Beneath this task is a listing; retype all of it exactly.

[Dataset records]
==================================================
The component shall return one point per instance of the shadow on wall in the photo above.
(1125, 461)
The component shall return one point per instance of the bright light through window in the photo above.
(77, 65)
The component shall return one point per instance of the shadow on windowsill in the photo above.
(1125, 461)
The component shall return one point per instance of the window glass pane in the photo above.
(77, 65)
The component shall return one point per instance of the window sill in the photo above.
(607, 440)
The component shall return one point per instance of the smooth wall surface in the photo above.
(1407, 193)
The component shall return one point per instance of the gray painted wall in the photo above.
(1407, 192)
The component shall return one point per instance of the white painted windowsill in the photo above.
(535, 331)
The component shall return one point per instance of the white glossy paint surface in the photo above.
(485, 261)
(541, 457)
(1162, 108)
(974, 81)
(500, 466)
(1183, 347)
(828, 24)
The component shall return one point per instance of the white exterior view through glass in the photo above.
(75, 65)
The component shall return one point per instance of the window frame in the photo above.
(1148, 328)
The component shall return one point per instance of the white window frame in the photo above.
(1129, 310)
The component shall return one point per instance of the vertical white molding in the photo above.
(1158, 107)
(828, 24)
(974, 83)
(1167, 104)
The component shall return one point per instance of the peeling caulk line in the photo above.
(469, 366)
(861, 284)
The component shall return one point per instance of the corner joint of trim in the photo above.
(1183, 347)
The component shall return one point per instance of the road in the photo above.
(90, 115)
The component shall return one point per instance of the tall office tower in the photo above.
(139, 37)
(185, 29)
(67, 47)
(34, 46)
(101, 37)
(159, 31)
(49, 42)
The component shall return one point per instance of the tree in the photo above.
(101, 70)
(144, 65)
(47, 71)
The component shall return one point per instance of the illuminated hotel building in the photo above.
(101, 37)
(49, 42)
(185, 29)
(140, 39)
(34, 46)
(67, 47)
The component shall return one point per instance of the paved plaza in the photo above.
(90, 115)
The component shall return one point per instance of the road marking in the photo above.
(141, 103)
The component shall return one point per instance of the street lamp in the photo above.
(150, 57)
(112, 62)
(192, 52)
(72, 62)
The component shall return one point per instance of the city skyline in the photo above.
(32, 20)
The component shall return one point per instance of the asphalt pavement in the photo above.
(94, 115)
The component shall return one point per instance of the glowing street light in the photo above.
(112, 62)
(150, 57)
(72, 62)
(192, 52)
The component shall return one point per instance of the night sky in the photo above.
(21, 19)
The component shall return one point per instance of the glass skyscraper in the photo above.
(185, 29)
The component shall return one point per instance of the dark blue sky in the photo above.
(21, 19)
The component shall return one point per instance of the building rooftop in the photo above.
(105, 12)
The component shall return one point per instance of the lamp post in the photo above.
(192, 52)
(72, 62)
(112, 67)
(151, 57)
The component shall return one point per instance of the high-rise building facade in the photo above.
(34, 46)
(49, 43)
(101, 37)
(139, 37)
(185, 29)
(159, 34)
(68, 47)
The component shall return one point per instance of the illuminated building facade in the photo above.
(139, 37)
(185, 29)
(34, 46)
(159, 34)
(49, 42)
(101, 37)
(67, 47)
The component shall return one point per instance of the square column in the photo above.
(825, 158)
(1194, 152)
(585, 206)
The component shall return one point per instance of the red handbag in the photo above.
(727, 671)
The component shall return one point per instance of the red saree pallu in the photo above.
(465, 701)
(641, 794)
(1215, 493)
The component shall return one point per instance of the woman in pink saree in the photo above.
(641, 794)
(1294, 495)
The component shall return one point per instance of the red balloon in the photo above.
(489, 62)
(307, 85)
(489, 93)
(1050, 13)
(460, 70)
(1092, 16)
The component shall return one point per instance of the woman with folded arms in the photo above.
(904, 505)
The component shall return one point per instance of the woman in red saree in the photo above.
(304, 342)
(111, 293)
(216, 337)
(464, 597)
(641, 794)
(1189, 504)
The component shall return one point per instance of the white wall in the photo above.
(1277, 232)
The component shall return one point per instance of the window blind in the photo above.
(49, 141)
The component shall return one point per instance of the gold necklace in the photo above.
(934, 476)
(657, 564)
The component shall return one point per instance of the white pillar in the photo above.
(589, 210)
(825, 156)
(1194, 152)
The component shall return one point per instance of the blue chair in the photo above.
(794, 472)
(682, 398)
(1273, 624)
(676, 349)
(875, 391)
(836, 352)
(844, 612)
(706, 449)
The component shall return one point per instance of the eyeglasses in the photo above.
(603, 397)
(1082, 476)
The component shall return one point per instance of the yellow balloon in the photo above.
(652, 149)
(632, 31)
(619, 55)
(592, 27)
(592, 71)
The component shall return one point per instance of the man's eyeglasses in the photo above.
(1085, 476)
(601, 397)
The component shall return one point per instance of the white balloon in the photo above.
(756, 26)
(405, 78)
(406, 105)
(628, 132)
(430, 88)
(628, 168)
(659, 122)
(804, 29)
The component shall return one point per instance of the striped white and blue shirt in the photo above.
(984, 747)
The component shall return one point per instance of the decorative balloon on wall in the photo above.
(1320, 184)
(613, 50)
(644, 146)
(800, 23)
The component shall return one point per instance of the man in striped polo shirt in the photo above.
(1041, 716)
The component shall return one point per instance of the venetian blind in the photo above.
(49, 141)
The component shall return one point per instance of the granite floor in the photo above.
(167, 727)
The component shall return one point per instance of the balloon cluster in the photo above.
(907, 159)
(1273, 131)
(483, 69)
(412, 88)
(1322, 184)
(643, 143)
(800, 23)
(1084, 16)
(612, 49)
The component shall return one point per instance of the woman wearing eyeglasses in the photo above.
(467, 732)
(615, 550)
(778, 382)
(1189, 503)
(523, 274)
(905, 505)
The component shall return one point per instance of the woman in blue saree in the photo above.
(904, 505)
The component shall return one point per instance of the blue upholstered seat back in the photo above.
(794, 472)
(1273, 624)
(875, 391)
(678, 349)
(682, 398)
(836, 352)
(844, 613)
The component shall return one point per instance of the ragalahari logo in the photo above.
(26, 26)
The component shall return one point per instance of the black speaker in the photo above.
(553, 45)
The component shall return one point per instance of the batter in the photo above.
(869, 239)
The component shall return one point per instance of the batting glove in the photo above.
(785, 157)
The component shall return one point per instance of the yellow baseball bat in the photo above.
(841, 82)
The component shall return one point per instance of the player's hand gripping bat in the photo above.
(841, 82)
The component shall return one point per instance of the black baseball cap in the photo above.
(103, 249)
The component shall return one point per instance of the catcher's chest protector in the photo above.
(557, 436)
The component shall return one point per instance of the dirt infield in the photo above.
==================================================
> Correct output:
The component shall return one point per instance of the shadow on wall in the photo above.
(1125, 461)
The component shall return one point per instance of the bright light through window in the photo above.
(77, 65)
The component shall return one point per instance of the shadow on windowsill in the photo above.
(1125, 461)
The component shall return one point per instance of the window glass pane in the photo above.
(77, 65)
The component shall return one point per instance of the window sill in the photo above.
(607, 440)
The component shall return one point per instance of the smooth wall surface in the photo above.
(1407, 193)
The component shall return one point per instance of the gray painted wall in the photo above.
(1407, 192)
The component shall return one point per instance of the white painted windowsill in the photo above.
(535, 331)
The component shall return one point per instance of the white glossy paint surface in the photo above.
(485, 261)
(541, 457)
(1162, 108)
(974, 81)
(500, 466)
(1183, 347)
(828, 24)
The component shall return one point per instance of the white exterior view through glass in the photo above.
(75, 65)
The component shall return one point per instance of the window frame in the photo above.
(1148, 328)
The component shall return one point per instance of the white window frame in the photo above.
(1129, 310)
The component shall return one point per instance of the vertical white molding in the photo above.
(1158, 107)
(828, 24)
(974, 83)
(1167, 104)
The component shall return one point per instance of the peeling caulk line in the photo above.
(469, 366)
(861, 284)
The component shall return one point per instance of the corner joint of trim in the photo above.
(1183, 347)
The component shall return one point per instance of the road in the photo above.
(90, 115)
The component shall return one point per instance of the tall office tower in the photo above.
(139, 37)
(185, 29)
(67, 47)
(34, 46)
(101, 37)
(159, 31)
(49, 42)
The component shall return one point per instance of the tree in the photo above.
(101, 70)
(144, 65)
(47, 71)
The component shall return one point per instance of the illuminated hotel building in the photo above.
(101, 37)
(49, 42)
(185, 29)
(140, 39)
(34, 46)
(67, 47)
The component shall return one point per instance of the paved plaza in the photo above.
(90, 115)
The component shall return one point per instance of the road marking in the photo above.
(141, 103)
The component shall return one point per instance of the street lamp in the photo above.
(150, 57)
(112, 62)
(192, 52)
(72, 62)
The component shall return one point per instance of the city skyline in the photo above.
(32, 20)
The component shall return one point per instance of the asphalt pavement in the photo above.
(94, 115)
The component shall return one point per instance of the glowing street light in the photo above.
(112, 62)
(150, 57)
(72, 62)
(192, 52)
The component shall return one point per instance of the night sky in the photo above.
(21, 19)
The component shall return one point per instance of the glass skyscraper in the photo above.
(185, 29)
The component shall return one point per instance of the dark blue sky in the photo above.
(21, 19)
The component shall return one point per instance of the building rooftop in the photo above.
(105, 12)
The component shall return one point per instance of the lamp post in the photo above.
(192, 52)
(72, 62)
(112, 67)
(151, 57)
The component shall return one point per instance of the high-rise building facade in the photo above.
(34, 46)
(49, 43)
(101, 37)
(139, 37)
(185, 29)
(159, 34)
(68, 47)
The component shall return one point per instance of the illuminated building facade in the photo above.
(139, 37)
(185, 29)
(34, 46)
(159, 34)
(49, 42)
(101, 37)
(67, 47)
The component shall return one point per instance of the square column in the photo above.
(825, 158)
(1194, 152)
(585, 206)
The component shall return one point per instance of the red handbag in the photo above.
(727, 671)
The component shall return one point per instance of the red saree pallu in the photo above.
(465, 701)
(641, 794)
(1215, 493)
The component shall return one point per instance of the woman in pink saree in the photo above.
(641, 794)
(1294, 495)
The component shall return one point per instance of the red balloon in the photo above.
(489, 62)
(307, 85)
(489, 93)
(1050, 13)
(460, 70)
(1092, 16)
The component shall return one point per instance of the woman with folded arms in the photo above.
(904, 505)
The component shall return one point per instance of the woman in red saree in the photo above.
(304, 342)
(111, 293)
(216, 337)
(464, 597)
(641, 794)
(1189, 504)
The component shall return one point per instance of the white wall in the photo above.
(1277, 232)
The component shall return one point per instance of the window blind in the photo above.
(49, 141)
The component shall return one point per instance of the gold necklace in the photo above.
(934, 476)
(657, 564)
The component shall return one point per instance of the white pillar in the photo above.
(589, 210)
(825, 156)
(1194, 152)
The component shall return one point per instance of the blue chair in the photo above.
(794, 472)
(682, 398)
(1273, 624)
(676, 349)
(875, 391)
(836, 352)
(844, 612)
(706, 449)
The component shall return one point per instance of the eyeglasses in the photo above.
(603, 397)
(1082, 476)
The component shall return one point per instance of the yellow balloon in the photo above.
(652, 149)
(632, 31)
(619, 55)
(592, 27)
(592, 71)
The component shall return one point per instance of the man's eyeglasses in the photo above.
(1085, 476)
(601, 397)
The component shall return one point per instance of the white balloon in the photo above.
(756, 26)
(405, 78)
(406, 105)
(628, 132)
(430, 88)
(628, 168)
(659, 122)
(804, 29)
The component shall return one point per instance of the striped white and blue shirt in the photo above.
(984, 747)
The component shall return one point per instance of the decorative balloon on wall in the photo above.
(1320, 184)
(613, 50)
(644, 146)
(800, 23)
The component shall return one point per instance of the man in striped polo shirt in the photo above.
(1041, 716)
The component shall return one point per instance of the venetian blind in the photo above.
(49, 141)
The component shall return one point per instance of the granite floor in the photo above.
(167, 727)
The component shall return one point per instance of the balloon cluster in the photo above.
(907, 159)
(1273, 131)
(483, 69)
(412, 88)
(1322, 184)
(643, 143)
(800, 23)
(1084, 16)
(612, 49)
The component shall return one point per instance of the woman wearing eyeglasses in the photo above.
(467, 732)
(615, 550)
(778, 382)
(1189, 503)
(523, 274)
(905, 505)
The component shall return one point per instance of the woman in blue saree in the photo above.
(904, 505)
The component shall return one point per instance of the blue upholstered seat back in the photo above.
(794, 472)
(1273, 624)
(875, 391)
(678, 349)
(682, 398)
(836, 352)
(844, 613)
The component shall return one point per instance of the ragalahari logo in the photo above.
(26, 26)
The component shall return one point per instance of the black speaker in the photo above.
(553, 45)
The component shall return one point per instance of the batter in the photo above.
(869, 239)
The component shall return one point per instance of the batting glove in the photo above.
(785, 157)
The component shall return one point per instance of the yellow baseball bat in the photo above.
(841, 82)
The component shall return one point per instance of the player's hand gripping bat in the photo above.
(841, 82)
The component shall return one point per instance of the black baseball cap in the photo above.
(103, 249)
The component shall return one point per instance of the catcher's chest protector in the photo above.
(557, 436)
The component shall return one point per instance of the dirt infield in the photo above.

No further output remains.